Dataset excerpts
|---|

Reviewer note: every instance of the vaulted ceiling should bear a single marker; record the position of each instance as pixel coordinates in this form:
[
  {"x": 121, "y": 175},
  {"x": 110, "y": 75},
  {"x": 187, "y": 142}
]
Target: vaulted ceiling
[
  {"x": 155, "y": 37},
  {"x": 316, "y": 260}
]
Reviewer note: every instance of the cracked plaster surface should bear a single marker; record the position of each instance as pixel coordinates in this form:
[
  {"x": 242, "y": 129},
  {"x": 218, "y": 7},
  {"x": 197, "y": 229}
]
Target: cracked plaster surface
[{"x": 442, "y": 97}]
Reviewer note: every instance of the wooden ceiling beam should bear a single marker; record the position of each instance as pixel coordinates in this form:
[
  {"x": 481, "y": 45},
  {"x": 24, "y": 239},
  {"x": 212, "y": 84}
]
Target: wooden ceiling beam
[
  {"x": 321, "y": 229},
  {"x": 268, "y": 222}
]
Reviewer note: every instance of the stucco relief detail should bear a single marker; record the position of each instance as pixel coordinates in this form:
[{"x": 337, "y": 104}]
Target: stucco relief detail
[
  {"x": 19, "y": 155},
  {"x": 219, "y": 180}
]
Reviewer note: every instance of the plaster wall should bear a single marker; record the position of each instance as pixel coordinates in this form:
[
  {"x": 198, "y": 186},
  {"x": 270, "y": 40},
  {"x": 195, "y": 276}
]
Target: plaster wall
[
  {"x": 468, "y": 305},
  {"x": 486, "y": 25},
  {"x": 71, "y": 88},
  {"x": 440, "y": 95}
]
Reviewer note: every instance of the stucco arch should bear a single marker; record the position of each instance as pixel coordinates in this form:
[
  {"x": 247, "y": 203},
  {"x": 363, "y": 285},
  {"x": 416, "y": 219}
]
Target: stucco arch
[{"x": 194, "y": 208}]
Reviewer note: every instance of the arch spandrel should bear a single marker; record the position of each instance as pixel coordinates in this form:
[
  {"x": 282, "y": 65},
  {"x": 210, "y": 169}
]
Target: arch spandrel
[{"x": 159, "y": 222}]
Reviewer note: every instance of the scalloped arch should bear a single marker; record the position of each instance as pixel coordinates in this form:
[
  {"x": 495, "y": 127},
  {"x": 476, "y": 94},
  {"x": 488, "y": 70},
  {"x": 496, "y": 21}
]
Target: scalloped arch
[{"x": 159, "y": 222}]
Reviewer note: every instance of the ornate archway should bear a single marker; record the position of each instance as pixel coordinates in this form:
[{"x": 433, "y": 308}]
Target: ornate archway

|---|

◆ **What you are asked to do**
Report how many lines of the entries hold the string "ornate". Provide the number alone.

◆ **Solution to this task**
2